Dataset excerpts:
** Start **

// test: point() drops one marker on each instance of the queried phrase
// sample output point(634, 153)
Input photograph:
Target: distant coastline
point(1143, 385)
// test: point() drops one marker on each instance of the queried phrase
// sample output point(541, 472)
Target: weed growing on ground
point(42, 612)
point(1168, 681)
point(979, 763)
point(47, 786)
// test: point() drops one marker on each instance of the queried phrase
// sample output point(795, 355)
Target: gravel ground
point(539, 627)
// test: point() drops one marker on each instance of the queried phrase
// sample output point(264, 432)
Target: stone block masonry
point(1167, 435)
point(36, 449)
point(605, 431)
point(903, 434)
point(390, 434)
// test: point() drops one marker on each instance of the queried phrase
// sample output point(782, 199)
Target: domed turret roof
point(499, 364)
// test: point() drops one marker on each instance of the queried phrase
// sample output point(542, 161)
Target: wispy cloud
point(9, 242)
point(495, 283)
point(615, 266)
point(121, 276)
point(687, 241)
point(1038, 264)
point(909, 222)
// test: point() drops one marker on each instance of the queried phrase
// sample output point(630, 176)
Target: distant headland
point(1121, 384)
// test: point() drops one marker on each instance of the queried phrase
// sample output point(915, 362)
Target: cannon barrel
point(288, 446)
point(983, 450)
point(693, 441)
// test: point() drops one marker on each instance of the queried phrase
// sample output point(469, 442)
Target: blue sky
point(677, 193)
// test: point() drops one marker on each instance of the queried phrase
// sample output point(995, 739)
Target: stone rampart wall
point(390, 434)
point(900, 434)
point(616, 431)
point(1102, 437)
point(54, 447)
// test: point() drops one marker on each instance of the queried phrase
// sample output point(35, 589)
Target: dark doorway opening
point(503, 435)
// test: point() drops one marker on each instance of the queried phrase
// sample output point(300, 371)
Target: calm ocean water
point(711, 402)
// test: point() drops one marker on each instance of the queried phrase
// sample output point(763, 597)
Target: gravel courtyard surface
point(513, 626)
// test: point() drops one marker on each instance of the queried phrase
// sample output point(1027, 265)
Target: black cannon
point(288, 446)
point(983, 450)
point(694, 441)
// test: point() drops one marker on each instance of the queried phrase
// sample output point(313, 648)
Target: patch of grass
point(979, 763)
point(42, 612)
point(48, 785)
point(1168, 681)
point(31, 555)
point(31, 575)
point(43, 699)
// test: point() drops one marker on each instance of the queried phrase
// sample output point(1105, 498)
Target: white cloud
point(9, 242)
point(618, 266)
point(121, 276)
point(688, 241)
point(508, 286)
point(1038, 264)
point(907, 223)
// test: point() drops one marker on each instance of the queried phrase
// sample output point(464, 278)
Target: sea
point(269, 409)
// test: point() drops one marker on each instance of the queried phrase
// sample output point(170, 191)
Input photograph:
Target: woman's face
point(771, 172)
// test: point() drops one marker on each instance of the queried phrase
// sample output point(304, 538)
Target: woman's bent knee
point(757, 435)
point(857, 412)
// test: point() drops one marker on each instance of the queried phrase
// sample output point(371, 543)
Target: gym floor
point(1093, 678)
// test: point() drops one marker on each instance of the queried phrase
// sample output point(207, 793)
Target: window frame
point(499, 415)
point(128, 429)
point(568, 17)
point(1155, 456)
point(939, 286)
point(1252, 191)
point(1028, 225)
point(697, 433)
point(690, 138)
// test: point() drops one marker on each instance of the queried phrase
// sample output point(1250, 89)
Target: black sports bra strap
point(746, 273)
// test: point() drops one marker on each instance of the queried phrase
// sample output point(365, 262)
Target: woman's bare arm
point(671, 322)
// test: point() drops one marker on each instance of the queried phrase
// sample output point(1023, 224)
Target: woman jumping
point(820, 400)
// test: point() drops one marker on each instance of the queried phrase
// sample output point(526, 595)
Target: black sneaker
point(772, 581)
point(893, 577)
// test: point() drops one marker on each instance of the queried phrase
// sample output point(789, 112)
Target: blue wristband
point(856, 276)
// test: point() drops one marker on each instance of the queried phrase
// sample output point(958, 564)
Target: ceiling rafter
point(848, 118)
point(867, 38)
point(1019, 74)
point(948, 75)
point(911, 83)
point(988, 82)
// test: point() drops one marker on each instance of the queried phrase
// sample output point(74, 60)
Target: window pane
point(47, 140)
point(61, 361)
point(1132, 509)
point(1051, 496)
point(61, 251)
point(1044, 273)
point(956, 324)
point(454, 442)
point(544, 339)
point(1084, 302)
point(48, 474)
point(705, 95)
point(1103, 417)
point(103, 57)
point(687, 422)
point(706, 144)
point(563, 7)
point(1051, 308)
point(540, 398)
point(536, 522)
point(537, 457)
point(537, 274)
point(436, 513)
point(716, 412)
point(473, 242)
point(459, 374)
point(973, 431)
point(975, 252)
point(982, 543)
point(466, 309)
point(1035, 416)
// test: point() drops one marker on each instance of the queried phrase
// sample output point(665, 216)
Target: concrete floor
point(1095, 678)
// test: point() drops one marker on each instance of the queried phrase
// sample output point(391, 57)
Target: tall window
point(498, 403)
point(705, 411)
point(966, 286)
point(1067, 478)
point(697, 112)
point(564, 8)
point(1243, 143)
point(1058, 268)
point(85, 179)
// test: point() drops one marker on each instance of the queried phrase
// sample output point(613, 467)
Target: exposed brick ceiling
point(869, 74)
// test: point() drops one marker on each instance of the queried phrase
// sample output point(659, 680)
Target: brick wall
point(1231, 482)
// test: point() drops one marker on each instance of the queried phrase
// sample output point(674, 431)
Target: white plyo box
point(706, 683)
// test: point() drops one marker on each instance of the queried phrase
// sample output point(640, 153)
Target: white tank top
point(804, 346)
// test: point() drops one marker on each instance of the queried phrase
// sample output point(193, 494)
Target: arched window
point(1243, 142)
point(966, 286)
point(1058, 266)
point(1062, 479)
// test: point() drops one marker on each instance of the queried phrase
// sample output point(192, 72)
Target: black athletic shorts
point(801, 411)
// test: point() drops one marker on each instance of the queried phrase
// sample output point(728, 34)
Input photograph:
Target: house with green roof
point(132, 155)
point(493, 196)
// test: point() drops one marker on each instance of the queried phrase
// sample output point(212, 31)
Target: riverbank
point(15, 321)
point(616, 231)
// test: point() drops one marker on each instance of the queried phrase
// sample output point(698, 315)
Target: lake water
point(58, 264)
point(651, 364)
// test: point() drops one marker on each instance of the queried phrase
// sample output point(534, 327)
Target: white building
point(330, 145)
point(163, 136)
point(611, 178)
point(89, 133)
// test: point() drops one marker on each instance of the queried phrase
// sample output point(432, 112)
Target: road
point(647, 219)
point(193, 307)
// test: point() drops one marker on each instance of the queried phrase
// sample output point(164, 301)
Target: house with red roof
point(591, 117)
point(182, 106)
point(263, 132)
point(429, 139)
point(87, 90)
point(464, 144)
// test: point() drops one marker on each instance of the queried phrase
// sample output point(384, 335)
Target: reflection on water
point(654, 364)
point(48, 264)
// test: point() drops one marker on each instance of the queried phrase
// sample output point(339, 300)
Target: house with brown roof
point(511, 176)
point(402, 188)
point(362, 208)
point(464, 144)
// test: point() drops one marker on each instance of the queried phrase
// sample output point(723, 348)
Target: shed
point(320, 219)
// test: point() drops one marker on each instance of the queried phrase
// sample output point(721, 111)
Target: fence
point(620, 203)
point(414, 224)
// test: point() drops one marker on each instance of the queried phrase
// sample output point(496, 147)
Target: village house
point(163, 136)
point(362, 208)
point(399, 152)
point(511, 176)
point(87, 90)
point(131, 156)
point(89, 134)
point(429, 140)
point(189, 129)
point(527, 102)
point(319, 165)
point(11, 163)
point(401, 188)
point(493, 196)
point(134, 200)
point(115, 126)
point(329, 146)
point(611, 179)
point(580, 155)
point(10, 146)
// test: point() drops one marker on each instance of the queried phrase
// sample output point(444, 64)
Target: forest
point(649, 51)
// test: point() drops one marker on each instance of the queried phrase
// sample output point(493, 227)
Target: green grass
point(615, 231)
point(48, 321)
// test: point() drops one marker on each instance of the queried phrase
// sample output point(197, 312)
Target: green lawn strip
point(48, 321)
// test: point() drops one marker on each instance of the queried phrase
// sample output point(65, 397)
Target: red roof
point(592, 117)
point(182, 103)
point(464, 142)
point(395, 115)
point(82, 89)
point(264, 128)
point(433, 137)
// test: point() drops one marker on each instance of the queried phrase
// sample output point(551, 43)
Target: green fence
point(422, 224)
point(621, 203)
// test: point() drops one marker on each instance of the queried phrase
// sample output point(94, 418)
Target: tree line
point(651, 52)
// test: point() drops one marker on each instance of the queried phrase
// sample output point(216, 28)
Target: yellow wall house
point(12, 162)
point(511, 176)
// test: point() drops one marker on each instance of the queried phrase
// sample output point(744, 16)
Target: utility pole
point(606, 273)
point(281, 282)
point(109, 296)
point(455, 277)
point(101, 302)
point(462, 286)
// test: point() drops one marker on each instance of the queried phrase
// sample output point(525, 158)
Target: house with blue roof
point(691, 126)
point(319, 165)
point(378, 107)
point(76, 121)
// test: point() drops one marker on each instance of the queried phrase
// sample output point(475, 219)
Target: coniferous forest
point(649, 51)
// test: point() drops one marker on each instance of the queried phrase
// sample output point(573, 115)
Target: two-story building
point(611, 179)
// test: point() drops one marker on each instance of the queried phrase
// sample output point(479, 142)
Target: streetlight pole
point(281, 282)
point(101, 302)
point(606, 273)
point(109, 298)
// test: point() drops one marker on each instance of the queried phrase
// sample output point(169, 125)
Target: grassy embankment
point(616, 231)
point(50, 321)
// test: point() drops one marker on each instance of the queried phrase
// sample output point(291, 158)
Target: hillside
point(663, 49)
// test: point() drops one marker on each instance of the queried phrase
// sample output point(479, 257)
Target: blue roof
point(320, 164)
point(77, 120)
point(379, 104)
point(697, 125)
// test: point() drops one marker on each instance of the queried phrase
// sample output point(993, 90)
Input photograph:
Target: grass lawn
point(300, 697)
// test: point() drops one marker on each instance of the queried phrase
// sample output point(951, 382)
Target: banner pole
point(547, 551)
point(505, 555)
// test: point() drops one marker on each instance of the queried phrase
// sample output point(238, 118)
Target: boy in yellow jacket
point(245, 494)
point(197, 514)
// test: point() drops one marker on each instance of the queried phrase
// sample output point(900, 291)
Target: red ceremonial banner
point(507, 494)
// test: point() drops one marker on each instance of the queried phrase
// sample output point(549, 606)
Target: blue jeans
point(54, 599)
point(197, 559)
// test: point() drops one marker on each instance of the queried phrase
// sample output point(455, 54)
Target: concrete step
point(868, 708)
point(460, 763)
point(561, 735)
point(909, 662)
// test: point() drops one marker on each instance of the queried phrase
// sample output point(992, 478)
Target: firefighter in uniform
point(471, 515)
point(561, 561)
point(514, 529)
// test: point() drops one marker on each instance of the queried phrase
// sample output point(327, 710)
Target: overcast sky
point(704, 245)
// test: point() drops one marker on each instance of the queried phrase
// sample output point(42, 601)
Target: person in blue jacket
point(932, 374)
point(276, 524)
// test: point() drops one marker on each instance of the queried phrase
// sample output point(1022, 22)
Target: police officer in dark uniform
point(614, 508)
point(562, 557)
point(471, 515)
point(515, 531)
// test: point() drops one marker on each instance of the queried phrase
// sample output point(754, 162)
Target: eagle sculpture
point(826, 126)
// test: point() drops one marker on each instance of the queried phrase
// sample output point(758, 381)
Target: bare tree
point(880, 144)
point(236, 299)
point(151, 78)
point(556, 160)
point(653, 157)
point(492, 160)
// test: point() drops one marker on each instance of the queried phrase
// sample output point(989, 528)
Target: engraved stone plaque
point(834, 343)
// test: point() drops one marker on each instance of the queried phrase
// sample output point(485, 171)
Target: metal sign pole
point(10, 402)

** End **

Please locate every line in the rows above that contains the word "pole" and copy each one in full.

Exercise response:
Target: utility pole
Target: streetlight pole
Target: banner pole
Target: metal sign pole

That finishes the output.